##### Supplied information #####

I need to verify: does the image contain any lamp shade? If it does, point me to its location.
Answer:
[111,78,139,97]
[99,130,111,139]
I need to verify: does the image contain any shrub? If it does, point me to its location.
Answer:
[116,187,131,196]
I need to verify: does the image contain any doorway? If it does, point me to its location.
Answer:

#####
##### Supplied information #####

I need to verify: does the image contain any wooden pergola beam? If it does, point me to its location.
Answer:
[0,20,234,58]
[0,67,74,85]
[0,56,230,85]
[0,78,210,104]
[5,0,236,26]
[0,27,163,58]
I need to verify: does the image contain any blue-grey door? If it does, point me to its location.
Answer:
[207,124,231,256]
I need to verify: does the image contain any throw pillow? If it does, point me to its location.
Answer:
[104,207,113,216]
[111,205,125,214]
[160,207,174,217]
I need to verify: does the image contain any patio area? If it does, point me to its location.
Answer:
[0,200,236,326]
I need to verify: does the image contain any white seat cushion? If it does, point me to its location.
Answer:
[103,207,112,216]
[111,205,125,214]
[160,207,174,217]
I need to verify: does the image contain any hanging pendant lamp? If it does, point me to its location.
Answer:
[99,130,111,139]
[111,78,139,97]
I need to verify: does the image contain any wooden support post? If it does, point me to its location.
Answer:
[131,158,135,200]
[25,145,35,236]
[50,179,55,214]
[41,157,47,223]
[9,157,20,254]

#####

» **Task instructions**: Update the items from the line with "I need to verify: does the image contain any white" to the line with "[9,157,20,254]", replacing "wooden support post" with "timber support post" and keeping everything else the same. Give only those lines.

» **The completed task**:
I need to verify: does the image contain any white seat cushion? If it does, point me to its location.
Answer:
[103,207,112,216]
[111,205,125,214]
[160,207,174,217]
I need to verify: does the image contain any hanging pendant lamp? If it does, point me to its location.
Answer:
[99,130,111,139]
[111,78,139,97]
I need to verify: does the image contain any timber support post? If it does, point me to its location.
Answer:
[131,158,135,200]
[25,145,35,236]
[50,179,55,214]
[41,157,47,223]
[9,157,20,254]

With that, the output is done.